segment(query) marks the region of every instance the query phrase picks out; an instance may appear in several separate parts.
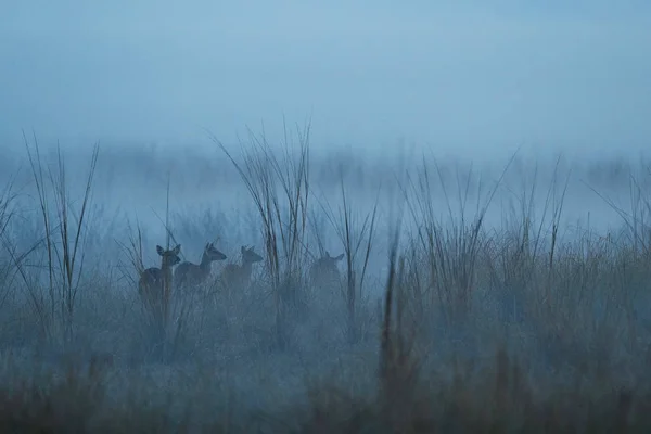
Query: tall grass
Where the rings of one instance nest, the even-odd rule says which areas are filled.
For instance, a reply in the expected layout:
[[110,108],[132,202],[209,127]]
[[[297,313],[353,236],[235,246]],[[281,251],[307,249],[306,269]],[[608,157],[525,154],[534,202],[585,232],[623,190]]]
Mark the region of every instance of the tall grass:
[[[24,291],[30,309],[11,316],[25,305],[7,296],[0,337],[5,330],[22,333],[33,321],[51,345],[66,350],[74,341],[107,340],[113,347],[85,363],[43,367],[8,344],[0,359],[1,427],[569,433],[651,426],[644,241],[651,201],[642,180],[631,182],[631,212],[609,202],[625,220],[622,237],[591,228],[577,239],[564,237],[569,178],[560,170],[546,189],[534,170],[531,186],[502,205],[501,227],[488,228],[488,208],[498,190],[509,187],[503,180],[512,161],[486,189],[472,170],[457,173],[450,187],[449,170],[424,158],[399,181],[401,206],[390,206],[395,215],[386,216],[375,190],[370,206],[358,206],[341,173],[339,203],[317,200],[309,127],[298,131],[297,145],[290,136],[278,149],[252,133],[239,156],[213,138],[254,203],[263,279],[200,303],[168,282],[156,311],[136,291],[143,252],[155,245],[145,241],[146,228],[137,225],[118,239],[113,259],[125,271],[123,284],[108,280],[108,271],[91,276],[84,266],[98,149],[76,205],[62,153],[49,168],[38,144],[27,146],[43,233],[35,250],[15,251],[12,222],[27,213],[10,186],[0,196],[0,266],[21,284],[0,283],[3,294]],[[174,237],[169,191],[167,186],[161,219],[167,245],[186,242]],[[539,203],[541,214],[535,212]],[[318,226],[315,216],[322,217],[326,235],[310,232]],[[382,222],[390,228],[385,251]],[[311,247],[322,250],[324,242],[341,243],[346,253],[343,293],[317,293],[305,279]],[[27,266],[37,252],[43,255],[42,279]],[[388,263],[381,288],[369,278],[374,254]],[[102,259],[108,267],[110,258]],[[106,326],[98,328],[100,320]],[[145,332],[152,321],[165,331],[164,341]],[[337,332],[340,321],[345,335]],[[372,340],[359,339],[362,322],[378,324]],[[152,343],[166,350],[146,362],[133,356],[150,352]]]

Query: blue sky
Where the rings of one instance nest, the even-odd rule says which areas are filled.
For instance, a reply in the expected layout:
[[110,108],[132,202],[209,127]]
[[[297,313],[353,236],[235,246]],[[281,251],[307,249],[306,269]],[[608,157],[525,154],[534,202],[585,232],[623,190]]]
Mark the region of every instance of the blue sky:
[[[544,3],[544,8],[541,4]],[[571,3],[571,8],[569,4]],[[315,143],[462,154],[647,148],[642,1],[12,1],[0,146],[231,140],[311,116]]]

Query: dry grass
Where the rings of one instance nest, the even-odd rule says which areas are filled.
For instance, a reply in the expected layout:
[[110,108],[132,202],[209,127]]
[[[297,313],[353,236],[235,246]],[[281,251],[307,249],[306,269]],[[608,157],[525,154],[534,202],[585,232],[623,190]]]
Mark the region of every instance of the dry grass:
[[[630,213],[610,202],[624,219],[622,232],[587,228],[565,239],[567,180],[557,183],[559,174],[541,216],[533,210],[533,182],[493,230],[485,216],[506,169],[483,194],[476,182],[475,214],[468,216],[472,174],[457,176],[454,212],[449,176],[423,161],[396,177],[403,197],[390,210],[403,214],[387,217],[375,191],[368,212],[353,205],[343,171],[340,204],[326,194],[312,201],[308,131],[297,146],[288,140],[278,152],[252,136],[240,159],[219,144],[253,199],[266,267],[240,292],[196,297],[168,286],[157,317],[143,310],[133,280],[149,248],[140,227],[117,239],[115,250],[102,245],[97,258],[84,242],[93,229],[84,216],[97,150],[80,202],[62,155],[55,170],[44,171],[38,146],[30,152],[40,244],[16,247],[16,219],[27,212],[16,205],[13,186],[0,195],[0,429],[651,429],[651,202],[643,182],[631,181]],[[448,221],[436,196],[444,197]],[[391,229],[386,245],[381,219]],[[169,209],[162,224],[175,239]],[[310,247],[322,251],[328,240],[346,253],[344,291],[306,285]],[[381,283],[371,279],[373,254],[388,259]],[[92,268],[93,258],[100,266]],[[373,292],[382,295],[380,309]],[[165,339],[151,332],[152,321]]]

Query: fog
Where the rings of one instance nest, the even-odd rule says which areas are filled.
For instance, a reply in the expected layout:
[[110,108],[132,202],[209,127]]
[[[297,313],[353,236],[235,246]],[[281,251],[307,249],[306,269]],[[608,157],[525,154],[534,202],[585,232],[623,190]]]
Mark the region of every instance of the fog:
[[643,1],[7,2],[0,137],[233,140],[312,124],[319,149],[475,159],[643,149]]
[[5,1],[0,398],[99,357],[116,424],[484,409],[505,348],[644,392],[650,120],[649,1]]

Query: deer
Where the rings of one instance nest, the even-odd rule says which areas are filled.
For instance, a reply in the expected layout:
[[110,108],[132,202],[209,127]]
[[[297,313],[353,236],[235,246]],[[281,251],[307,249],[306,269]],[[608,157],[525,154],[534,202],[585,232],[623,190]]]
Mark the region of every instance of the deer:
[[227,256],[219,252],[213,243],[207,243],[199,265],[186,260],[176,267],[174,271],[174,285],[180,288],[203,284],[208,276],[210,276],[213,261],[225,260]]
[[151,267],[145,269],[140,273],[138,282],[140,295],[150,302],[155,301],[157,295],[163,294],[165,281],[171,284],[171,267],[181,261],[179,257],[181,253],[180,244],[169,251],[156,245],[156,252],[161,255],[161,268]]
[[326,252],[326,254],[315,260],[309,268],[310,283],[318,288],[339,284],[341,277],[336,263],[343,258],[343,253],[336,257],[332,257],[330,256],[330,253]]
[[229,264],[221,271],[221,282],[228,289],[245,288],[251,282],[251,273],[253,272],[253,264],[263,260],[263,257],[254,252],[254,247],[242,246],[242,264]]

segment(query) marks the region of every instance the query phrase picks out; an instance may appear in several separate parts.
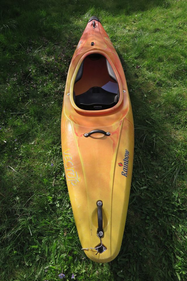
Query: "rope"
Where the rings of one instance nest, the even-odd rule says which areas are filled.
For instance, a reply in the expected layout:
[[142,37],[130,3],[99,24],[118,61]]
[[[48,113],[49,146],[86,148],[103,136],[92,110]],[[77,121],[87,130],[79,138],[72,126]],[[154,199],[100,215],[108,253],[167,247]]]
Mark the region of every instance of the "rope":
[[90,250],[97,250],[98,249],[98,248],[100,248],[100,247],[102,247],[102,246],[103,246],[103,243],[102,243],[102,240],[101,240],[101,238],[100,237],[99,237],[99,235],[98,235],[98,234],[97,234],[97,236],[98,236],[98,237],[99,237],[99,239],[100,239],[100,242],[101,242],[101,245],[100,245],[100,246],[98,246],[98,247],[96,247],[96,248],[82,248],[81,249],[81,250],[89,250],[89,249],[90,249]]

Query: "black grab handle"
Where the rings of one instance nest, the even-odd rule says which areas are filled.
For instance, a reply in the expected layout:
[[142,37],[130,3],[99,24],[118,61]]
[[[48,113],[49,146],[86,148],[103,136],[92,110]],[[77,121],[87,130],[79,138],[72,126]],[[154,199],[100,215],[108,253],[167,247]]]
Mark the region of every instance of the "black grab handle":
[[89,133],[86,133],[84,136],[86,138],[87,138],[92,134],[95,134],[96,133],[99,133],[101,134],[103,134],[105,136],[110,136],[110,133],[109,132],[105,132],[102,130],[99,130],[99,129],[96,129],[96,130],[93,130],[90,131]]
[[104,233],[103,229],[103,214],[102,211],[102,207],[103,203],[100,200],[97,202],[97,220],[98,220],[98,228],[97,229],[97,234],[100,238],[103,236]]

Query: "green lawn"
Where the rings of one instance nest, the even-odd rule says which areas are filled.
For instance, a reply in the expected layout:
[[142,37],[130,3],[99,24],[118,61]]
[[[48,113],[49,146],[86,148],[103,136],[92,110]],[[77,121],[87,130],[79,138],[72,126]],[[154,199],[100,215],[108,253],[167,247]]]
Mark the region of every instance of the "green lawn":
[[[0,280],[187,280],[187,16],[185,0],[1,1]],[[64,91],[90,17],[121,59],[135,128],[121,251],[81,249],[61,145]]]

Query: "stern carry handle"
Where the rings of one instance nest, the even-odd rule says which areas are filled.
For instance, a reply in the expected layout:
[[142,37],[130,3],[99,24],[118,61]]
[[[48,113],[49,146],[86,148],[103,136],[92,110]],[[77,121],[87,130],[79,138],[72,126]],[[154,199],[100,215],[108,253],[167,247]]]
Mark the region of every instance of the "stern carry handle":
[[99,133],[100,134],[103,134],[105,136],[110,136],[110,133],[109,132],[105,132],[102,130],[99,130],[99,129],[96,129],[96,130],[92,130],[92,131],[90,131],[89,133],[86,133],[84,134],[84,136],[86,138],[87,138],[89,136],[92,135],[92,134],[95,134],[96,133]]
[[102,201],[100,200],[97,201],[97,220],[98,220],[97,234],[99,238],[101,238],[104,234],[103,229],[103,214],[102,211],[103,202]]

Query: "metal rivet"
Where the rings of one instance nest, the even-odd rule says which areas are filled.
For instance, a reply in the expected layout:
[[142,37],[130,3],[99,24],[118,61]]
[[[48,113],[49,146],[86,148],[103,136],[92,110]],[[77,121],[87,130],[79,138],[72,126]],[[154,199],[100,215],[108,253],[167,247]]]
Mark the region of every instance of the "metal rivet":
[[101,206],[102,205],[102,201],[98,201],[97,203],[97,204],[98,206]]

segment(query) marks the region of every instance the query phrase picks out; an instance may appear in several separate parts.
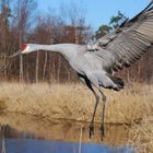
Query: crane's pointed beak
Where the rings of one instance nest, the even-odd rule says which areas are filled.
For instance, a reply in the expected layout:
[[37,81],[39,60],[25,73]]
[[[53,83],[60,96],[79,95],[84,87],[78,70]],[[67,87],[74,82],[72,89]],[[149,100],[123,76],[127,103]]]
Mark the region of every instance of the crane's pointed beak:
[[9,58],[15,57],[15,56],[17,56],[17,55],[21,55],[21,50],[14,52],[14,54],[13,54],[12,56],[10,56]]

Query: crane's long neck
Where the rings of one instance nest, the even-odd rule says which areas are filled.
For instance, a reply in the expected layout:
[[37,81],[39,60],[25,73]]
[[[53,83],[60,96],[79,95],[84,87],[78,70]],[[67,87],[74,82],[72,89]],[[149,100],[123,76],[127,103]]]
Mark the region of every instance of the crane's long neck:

What you have to do: Please copy the entries above, from the start of them up to and including the line that contains "Mark the region of every instance of the tall", leaving out the pictures.

Reply to the exercise:
segment(query) marks the region of every instance the query phrase picks out; an instance may appear in several separate parts.
Query: tall grass
Where the rings of one instance nest, the even-odd rule says which areas are filled.
For instance, a reply in the expected layout:
[[110,108],[132,202],[209,127]]
[[[297,313],[353,236],[235,246]],[[281,251],[307,249],[306,269]],[[608,157],[525,154],[534,202],[585,232],[623,190]]]
Mark the region of every instance of the tall grass:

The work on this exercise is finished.